> Exercise
Copy the whole news report on SEBI enforcement orders against investment advisers word for word.

- An analysis of 78 SEBI orders from January 2013 to June 14, 2023, reveals that 74 were against unregistered entities, and 22 targeted registered ones
- The study suggests that RIAs who are not ‘trading call providers’ should be treated differently, as their activities have not led to investor complaints, indicating the need for tailored regulatory approaches
NE BUSINESS BUREAU
MUMBAI, OCT 3
An analysis conducted by the Association of Registered Investment Advisers (Aria) on the enforcement orders issued by the Securities and Exchange Board of India (Sebi) in the capital market reveals a significant trend.
ARIA commissioned Sanjay Kadel & Co. Chartered Accountants to provide an analysis of all enforcement orders passed by SEBI against Investment advisory firms since inception till June.
An analysis of 78 SEBI orders from January 2013 to June 14, 2023, reveals that 74 were against unregistered entities, and 22 targeted registered ones.
As many as 95 per cent of Securities and Exchange Board of India’s enforcement orders are directed towards investment advisers who are primarily involved in providing trading calls and speculative trading tips, according to a recent study examining the actions taken by the SEBI against registered investment advisers. The study, conducted by the Association of Registered Investment Advisers (ARIA), further found that, in contrast, only 5 per cent of these orders relate to advisers who offer comprehensive financial advice, media reports have said.
The term ‘trading call provider’ is not officially defined by SEBI, so ARIA provided a simplified definition, categorising them as those who offer advice on non-delivery trades, equity intraday, derivatives, and leveraged trading, essentially focusing on speculative trading rather than long-term financial planning.

> Listed records
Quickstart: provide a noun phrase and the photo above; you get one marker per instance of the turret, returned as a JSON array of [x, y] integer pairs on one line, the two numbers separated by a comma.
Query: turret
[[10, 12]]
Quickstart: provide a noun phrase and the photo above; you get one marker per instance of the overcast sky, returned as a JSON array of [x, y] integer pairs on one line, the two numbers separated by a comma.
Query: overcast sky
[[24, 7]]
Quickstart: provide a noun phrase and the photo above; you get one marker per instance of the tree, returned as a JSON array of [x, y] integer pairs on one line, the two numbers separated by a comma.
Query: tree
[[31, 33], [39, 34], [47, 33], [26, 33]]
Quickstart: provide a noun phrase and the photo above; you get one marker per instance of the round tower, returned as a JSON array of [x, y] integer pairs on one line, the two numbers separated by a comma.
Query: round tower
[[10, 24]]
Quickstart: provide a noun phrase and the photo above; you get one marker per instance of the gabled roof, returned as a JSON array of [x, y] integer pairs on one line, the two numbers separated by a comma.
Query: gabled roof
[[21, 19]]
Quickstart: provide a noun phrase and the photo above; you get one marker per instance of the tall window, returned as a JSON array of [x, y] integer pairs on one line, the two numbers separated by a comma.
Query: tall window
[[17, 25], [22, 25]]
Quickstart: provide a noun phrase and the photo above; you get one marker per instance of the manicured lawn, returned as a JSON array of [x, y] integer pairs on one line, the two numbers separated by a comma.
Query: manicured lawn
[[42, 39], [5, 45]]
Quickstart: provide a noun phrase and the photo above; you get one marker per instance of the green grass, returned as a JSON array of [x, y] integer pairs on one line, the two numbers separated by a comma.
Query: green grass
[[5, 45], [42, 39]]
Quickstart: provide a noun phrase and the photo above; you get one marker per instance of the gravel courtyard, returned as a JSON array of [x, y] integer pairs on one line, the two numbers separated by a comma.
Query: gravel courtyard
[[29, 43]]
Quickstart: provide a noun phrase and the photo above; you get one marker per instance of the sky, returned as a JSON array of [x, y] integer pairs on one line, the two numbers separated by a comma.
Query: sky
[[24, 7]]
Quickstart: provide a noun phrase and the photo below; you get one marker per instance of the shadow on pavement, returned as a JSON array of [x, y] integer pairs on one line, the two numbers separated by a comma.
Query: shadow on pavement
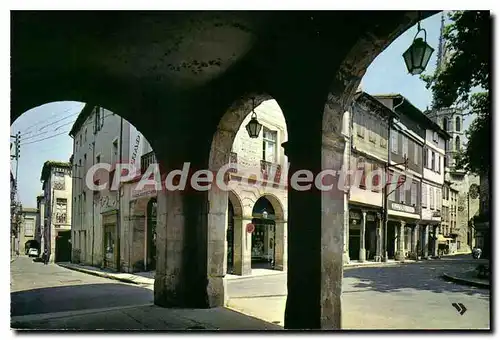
[[419, 276], [77, 297]]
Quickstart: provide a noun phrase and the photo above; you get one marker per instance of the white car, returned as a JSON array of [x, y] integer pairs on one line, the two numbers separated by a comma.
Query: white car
[[33, 252]]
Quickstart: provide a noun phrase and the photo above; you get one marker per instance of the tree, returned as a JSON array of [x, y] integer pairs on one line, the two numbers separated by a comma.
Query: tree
[[465, 70]]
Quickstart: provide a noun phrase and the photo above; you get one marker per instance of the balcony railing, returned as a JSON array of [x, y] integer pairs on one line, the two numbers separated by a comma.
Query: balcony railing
[[233, 162], [269, 169], [147, 160], [61, 218]]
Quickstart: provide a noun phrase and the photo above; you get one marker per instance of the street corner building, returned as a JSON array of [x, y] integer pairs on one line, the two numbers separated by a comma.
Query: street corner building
[[54, 210]]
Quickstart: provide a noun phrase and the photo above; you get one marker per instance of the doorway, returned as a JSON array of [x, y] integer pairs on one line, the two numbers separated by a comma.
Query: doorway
[[264, 236], [230, 238], [63, 246], [151, 214]]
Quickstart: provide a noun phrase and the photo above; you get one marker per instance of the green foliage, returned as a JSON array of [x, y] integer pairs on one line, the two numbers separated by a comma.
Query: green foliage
[[465, 69]]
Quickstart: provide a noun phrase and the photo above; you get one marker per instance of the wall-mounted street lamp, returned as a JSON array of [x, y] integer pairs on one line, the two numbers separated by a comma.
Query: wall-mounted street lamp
[[253, 127], [417, 56]]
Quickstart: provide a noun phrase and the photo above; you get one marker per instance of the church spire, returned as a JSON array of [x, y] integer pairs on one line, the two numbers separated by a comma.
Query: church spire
[[441, 46]]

> Written response
- An analysis of 78 SEBI orders from January 2013 to June 14, 2023, reveals that 74 were against unregistered entities, and 22 targeted registered ones
- The study suggests that RIAs who are not ‘trading call providers’ should be treated differently, as their activities have not led to investor complaints, indicating the need for tailored regulatory approaches
NE BUSINESS BUREAU
MUMBAI, OCT 3
An analysis conducted by the Association of Registered Investment Advisers (Aria) on the enforcement orders issued by the Securities and Exchange Board of India (Sebi) in the capital market reveals a significant trend.
ARIA commissioned Sanjay Kadel & Co. Chartered Accountants to provide an analysis of all enforcement orders passed by SEBI against Investment advisory firms since inception till June.
An analysis of 78 SEBI orders from January 2013 to June 14, 2023, reveals that 74 were against unregistered entities, and 22 targeted registered ones.
As many as 95 per cent of Securities and Exchange Board of India’s enforcement orders are directed towards investment advisers who are primarily involved in providing trading calls and speculative trading tips, according to a recent study examining the actions taken by the SEBI against registered investment advisers. The study, conducted by the Association of Registered Investment Advisers (ARIA), further found that, in contrast, only 5 per cent of these orders relate to advisers who offer comprehensive financial advice, media reports have said.
The term ‘trading call provider’ is not officially defined by SEBI, so ARIA provided a simplified definition, categorising them as those who offer advice on non-delivery trades, equity intraday, derivatives, and leveraged trading, essentially focusing on speculative trading rather than long-term financial planning.